■ Work instructions
Write out the whole listing word for word.

Entries from a dataset
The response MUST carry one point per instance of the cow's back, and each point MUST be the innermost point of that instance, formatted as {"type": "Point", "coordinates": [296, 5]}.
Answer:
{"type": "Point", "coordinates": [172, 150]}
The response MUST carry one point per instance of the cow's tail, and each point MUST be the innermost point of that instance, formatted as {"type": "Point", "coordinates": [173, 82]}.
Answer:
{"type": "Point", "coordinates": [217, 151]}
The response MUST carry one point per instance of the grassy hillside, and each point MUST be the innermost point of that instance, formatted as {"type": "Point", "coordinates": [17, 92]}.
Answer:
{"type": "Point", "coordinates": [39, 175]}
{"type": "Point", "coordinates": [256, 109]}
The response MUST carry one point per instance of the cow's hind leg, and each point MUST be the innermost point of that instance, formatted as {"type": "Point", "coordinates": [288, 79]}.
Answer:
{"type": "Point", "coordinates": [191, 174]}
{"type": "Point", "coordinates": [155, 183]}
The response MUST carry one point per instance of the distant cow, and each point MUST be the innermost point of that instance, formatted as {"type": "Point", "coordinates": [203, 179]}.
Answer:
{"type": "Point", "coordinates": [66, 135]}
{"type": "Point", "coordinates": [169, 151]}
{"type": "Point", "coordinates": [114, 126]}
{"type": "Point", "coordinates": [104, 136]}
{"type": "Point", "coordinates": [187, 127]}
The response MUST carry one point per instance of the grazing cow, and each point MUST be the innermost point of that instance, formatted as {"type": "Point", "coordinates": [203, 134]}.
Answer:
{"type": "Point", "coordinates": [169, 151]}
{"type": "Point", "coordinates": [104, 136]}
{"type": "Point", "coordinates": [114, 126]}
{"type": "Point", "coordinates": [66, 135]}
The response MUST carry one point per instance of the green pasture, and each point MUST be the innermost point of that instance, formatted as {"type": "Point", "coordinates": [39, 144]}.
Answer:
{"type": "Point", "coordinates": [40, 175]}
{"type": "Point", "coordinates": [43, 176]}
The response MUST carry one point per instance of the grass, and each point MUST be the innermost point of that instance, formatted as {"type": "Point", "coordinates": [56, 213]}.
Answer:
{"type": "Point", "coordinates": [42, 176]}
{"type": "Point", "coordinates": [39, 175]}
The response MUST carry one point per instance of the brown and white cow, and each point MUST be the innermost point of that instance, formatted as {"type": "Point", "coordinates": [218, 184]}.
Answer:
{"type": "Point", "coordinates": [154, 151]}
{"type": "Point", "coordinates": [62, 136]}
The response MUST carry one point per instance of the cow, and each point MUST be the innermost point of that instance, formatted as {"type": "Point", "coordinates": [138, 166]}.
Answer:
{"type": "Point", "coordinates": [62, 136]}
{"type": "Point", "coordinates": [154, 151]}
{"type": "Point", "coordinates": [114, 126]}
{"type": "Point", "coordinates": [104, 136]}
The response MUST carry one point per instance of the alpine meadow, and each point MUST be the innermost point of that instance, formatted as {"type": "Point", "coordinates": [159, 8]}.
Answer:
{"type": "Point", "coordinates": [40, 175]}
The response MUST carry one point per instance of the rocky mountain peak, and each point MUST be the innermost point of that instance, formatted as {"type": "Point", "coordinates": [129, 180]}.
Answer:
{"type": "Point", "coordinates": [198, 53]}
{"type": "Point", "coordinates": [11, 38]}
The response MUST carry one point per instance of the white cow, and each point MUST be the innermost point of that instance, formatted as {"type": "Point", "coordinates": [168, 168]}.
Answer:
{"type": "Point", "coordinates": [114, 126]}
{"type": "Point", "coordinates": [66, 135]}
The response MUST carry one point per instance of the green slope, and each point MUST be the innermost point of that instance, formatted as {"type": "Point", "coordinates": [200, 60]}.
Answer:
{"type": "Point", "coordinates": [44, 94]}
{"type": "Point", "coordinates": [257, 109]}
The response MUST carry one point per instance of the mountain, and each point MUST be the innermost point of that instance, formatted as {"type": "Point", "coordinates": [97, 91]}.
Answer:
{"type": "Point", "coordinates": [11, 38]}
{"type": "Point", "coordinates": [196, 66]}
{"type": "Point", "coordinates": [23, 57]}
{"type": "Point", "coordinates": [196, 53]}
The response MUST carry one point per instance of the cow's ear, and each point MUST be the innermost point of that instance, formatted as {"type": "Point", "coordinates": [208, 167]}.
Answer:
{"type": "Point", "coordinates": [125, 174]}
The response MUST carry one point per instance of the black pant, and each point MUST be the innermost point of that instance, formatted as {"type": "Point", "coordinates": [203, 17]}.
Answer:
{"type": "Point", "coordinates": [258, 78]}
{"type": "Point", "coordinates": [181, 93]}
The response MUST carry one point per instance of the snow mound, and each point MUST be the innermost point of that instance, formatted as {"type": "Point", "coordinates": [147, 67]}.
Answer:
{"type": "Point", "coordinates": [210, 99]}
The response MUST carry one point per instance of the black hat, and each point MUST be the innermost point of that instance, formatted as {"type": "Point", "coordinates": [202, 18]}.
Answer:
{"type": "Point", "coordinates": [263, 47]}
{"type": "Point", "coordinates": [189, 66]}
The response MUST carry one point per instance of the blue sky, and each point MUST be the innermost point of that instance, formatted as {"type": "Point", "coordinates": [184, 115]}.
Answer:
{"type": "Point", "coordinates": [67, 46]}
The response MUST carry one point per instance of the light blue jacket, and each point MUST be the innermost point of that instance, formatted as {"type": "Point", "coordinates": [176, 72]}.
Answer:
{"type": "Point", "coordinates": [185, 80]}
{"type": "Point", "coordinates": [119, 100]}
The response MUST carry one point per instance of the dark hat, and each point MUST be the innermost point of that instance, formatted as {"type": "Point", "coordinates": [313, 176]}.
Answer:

■ Written solution
The response MUST carry one point per instance of the cow's back, and each point MUST be the innermost point of that instance, formatted as {"type": "Point", "coordinates": [296, 5]}.
Answer:
{"type": "Point", "coordinates": [172, 150]}
The response MUST carry one point per instance of the cow's tail, and each point MUST be the innermost point of that instance, formatted as {"type": "Point", "coordinates": [173, 82]}.
Answer:
{"type": "Point", "coordinates": [217, 151]}
The response MUST carry one point per instance of the grassy hillside, and each point MUST be the innermost point of that instance, formatted as {"type": "Point", "coordinates": [17, 92]}.
Answer:
{"type": "Point", "coordinates": [39, 175]}
{"type": "Point", "coordinates": [256, 109]}
The response MUST carry one point per instance of the cow's hind leg, and each point MUST be the innermost point of that instance, formatted as {"type": "Point", "coordinates": [288, 79]}.
Answer:
{"type": "Point", "coordinates": [191, 174]}
{"type": "Point", "coordinates": [155, 183]}
The response MUST carry one point per instance of the distant cow, and each point MUST be the innermost point of that instance, formatted as {"type": "Point", "coordinates": [203, 179]}.
Answer:
{"type": "Point", "coordinates": [66, 135]}
{"type": "Point", "coordinates": [169, 151]}
{"type": "Point", "coordinates": [114, 126]}
{"type": "Point", "coordinates": [104, 136]}
{"type": "Point", "coordinates": [187, 127]}
The response MUST carry one point per instance of the grazing cow, and each point MUST be the innermost point of that instance, formatted as {"type": "Point", "coordinates": [203, 134]}.
Answer:
{"type": "Point", "coordinates": [169, 151]}
{"type": "Point", "coordinates": [104, 136]}
{"type": "Point", "coordinates": [114, 126]}
{"type": "Point", "coordinates": [66, 135]}
The response MUST carry one point per instance of the green pasture, and each point MUST be the innermost point of that instance, formatted as {"type": "Point", "coordinates": [39, 144]}.
Answer:
{"type": "Point", "coordinates": [40, 175]}
{"type": "Point", "coordinates": [43, 176]}
The response MUST carry one point per instance of the grass, and each point MUST be the innermost point of that instance, formatted as {"type": "Point", "coordinates": [56, 213]}.
Answer:
{"type": "Point", "coordinates": [42, 176]}
{"type": "Point", "coordinates": [39, 175]}
The response MUST carry one point per instance of the brown and white cow, and each point MUST be the innermost point of that instance, formatted as {"type": "Point", "coordinates": [218, 184]}.
Answer:
{"type": "Point", "coordinates": [154, 151]}
{"type": "Point", "coordinates": [62, 136]}
The response MUST carry one point per instance of the cow, and each point MUST be the innermost point of that instance, formatted as {"type": "Point", "coordinates": [138, 166]}.
Answer:
{"type": "Point", "coordinates": [62, 136]}
{"type": "Point", "coordinates": [154, 151]}
{"type": "Point", "coordinates": [114, 126]}
{"type": "Point", "coordinates": [104, 136]}
The response MUST carry one point per instance of the alpine meadow, and each point MUST be the innermost point of that instance, formatted as {"type": "Point", "coordinates": [159, 8]}.
Answer:
{"type": "Point", "coordinates": [40, 175]}
The response MUST carry one point per instance of the rocky mountain peak, and each point MUST be the innermost point of that instance, formatted as {"type": "Point", "coordinates": [129, 180]}.
Answer:
{"type": "Point", "coordinates": [198, 53]}
{"type": "Point", "coordinates": [11, 38]}
The response MUST carry one point per instance of the white cow, and each point MUST be the innermost point of that instance, formatted as {"type": "Point", "coordinates": [168, 168]}.
Answer:
{"type": "Point", "coordinates": [114, 126]}
{"type": "Point", "coordinates": [66, 135]}
The response MUST carry one point per instance of the green slope, and each point MUST be the innermost point of that instance, formatted as {"type": "Point", "coordinates": [200, 60]}.
Answer:
{"type": "Point", "coordinates": [44, 94]}
{"type": "Point", "coordinates": [257, 109]}
The response MUST carry one point per instance of the mountain, and each point MUST be the innermost point of that instance, formatted as {"type": "Point", "coordinates": [97, 91]}.
Answer:
{"type": "Point", "coordinates": [11, 38]}
{"type": "Point", "coordinates": [196, 66]}
{"type": "Point", "coordinates": [23, 57]}
{"type": "Point", "coordinates": [196, 53]}
The response MUST carry one point per instance of the cow's ear, and each point MUST be the innermost point of that instance, formatted as {"type": "Point", "coordinates": [208, 167]}.
Answer:
{"type": "Point", "coordinates": [125, 174]}
The response MUST carry one point per instance of the black pant, and each point MUST be the innermost point of that instance, formatted as {"type": "Point", "coordinates": [203, 17]}.
Answer:
{"type": "Point", "coordinates": [258, 78]}
{"type": "Point", "coordinates": [181, 93]}
The response MUST carry one point per instance of the snow mound, and each point MUST be the innermost point of that instance, formatted as {"type": "Point", "coordinates": [147, 67]}.
Answer:
{"type": "Point", "coordinates": [210, 99]}
The response MUST carry one point per instance of the black hat, and each point MUST be the innermost point of that instance, formatted as {"type": "Point", "coordinates": [202, 18]}.
Answer:
{"type": "Point", "coordinates": [263, 47]}
{"type": "Point", "coordinates": [189, 66]}
The response MUST carry one point per instance of the blue sky, and each point MUST be the innermost point of that instance, formatted as {"type": "Point", "coordinates": [184, 115]}.
Answer:
{"type": "Point", "coordinates": [67, 46]}
The response MUST carry one point per instance of the light blue jacket, and each point MUST be the innermost point of that instance, formatted as {"type": "Point", "coordinates": [176, 72]}.
Answer:
{"type": "Point", "coordinates": [185, 80]}
{"type": "Point", "coordinates": [119, 100]}
The response MUST carry one point per instance of the dark hat, and each point MUST be the innermost point of that instance, formatted as {"type": "Point", "coordinates": [313, 176]}.
Answer:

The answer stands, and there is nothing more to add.